Stated task:
Could you extract every one of the rows below and reproduce each line verbatim?

Data records
== == ==

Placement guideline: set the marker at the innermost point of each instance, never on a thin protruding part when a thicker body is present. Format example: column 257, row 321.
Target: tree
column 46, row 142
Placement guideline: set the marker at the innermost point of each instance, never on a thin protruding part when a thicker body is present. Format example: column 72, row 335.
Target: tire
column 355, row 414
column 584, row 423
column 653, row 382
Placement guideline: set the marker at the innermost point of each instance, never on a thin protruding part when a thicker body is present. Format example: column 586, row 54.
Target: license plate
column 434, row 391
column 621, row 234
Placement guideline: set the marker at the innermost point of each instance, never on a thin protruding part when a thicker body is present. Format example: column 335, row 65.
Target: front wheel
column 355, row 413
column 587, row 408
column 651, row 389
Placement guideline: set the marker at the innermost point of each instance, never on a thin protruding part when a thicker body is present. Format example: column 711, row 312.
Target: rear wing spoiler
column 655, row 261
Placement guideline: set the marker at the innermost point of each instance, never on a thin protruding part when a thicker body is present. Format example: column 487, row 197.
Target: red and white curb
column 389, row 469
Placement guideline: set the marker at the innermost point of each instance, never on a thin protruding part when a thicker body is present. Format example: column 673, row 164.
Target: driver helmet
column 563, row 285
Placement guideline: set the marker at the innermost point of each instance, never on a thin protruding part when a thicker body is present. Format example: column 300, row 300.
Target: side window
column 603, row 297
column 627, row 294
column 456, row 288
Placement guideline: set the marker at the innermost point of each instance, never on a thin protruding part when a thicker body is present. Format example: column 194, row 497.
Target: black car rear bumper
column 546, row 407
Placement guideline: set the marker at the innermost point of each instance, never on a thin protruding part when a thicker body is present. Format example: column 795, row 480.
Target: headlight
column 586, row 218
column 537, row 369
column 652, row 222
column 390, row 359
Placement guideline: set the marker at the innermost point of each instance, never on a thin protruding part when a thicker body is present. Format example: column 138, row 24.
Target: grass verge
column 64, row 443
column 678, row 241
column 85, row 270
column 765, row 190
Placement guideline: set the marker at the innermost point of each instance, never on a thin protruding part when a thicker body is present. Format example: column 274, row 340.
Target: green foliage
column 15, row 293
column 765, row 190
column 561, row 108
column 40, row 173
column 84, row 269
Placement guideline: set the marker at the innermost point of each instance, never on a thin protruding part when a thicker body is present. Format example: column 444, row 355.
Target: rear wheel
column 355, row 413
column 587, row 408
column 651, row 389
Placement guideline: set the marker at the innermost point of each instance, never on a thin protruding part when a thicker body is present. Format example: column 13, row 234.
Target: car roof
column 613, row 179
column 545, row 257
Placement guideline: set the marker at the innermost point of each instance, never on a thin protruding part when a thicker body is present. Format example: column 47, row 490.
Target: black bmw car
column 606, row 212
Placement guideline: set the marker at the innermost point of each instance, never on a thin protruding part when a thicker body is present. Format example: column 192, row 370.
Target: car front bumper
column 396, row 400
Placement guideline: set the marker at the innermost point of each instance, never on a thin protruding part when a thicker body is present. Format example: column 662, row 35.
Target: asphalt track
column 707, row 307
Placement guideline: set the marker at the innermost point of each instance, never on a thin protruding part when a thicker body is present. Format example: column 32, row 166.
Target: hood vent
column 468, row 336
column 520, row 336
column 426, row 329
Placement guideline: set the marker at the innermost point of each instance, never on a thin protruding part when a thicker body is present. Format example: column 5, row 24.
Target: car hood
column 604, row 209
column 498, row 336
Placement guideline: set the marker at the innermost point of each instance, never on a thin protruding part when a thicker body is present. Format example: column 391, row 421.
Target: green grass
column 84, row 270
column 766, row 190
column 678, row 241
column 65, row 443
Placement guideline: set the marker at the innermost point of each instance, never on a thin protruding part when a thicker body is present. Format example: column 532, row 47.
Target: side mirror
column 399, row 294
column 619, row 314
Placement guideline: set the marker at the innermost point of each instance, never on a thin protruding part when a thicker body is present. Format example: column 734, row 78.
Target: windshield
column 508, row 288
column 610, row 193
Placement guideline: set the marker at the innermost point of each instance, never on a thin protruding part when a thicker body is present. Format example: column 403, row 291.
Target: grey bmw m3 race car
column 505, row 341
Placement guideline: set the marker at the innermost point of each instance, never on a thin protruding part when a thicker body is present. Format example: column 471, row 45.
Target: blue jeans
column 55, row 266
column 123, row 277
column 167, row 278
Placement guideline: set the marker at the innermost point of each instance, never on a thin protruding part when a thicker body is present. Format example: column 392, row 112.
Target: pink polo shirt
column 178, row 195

== == ==

Exercise response:
Placement guideline: set the marker at the innermost point of each instance, never on a thin protruding part when a thicker body is present. Format example: column 257, row 321.
Target: tree
column 46, row 142
Placement guideline: set the marker at the innermost point of each instance, never on a thin protruding part when a thicker body is present. Format example: column 72, row 335.
Target: tire
column 355, row 414
column 584, row 423
column 653, row 382
Placement guideline: set the marker at the innermost point of each instance, never on a thin protruding part when a thicker body is present. Format example: column 586, row 54.
Target: license plate
column 434, row 391
column 621, row 234
Placement guideline: set the marker at the innermost point of each instance, never on a thin protruding part when a thicker body is present. Format example: column 335, row 65.
Target: front wheel
column 355, row 413
column 587, row 408
column 651, row 389
Placement guideline: set the marker at the innermost point of each instance, never on a thin protruding part when a thicker body is present. Format example: column 711, row 312.
Target: rear wing spoiler
column 655, row 261
Placement guideline: set the marker at the innermost point of each instance, never on a thin protruding part when a thicker body is present. Format example: column 487, row 197.
Target: red and white curb
column 389, row 469
Placement guideline: set the marker at the innermost point of each instance, never on a thin protruding part when a thicker body is present. Format example: column 673, row 164.
Target: driver helmet
column 563, row 285
Placement guideline: set the marker at the innermost point of each instance, never on a thin protruding part when a thicker body is present. Format example: column 300, row 300.
Target: side window
column 603, row 297
column 627, row 294
column 456, row 288
Placement guideline: set the marker at the innermost point of each instance, never on a thin protruding part when a thicker body is present. Format example: column 194, row 497.
Target: black car rear bumper
column 546, row 407
Placement guideline: set the marker at the innermost point of each instance, never on a thin protruding part when a thicker body is present. Format example: column 795, row 480.
Target: headlight
column 586, row 218
column 537, row 369
column 652, row 222
column 390, row 359
Placement guideline: set the marker at the innermost point of each instance, never on a thin protruding part when a thicker body is present. Format example: column 138, row 24.
Target: grass verge
column 64, row 443
column 678, row 241
column 85, row 270
column 765, row 190
Placement guideline: set the marker at the innermost point of each instance, never on a thin protruding part when a thicker body is present. Format example: column 274, row 340.
Target: green foliage
column 15, row 293
column 765, row 190
column 561, row 108
column 40, row 173
column 84, row 269
Placement guideline: set the marker at the innermost point of each instance, never on a thin protruding part when a thicker body is present. Format example: column 444, row 355.
Target: rear wheel
column 355, row 413
column 587, row 408
column 651, row 389
Placement guideline: set the marker at the innermost point of each instance, never on a thin protruding part when a thicker body is present. Format example: column 13, row 234.
Target: car roof
column 613, row 179
column 545, row 257
Placement guideline: set the marker at the innermost point of each instance, never on a thin protruding part when a thicker body is present. Format example: column 47, row 490.
Target: black bmw car
column 606, row 212
Placement guideline: set the marker at the innermost point of each instance, never on a thin protruding part when a thicker body is present. Format example: column 192, row 370.
Target: car front bumper
column 396, row 400
Placement guideline: set the marker at the innermost point of each instance, never on a thin protruding part when a thicker body is present. Format example: column 662, row 35.
Target: asphalt track
column 707, row 307
Placement guideline: set the marker at the innermost point of each instance, never on a thin protruding part when a thicker body is present. Format example: column 32, row 166.
Target: hood vent
column 468, row 336
column 520, row 336
column 426, row 329
Placement guideline: set the marker at the innermost point of each instance, never on a thin protruding part when a thicker body is present. Format example: column 5, row 24.
Target: car hood
column 604, row 209
column 498, row 336
Placement guideline: set the marker at the innermost point of each instance, never on a thin protruding part when a thicker body is present. Format example: column 391, row 421.
Target: green grass
column 84, row 270
column 766, row 190
column 678, row 241
column 65, row 443
Placement guideline: set the marker at the innermost point of each instance, never on a thin protruding part when a thicker body is present. Format example: column 532, row 47.
Target: side mirror
column 399, row 294
column 619, row 314
Placement guideline: set the marker at the innermost point of each instance, never on a thin protruding part when a thicker body is present. Format example: column 734, row 78.
Target: windshield
column 508, row 288
column 610, row 193
Placement guideline: set the marker at the innermost point of each instance, never on a thin protruding part when a thicker body is present. Format example: column 403, row 291.
Target: grey bmw m3 race car
column 505, row 341
Placement guideline: set the marker at the innermost point of each instance, never on a thin protruding part when a thicker body is present. Format example: column 471, row 45.
Target: blue jeans
column 55, row 266
column 123, row 277
column 167, row 278
Placement guideline: set the marker at the innermost point of each instance, never on a thin protruding part when a thicker body is present. Format example: column 392, row 112.
Target: pink polo shirt
column 178, row 195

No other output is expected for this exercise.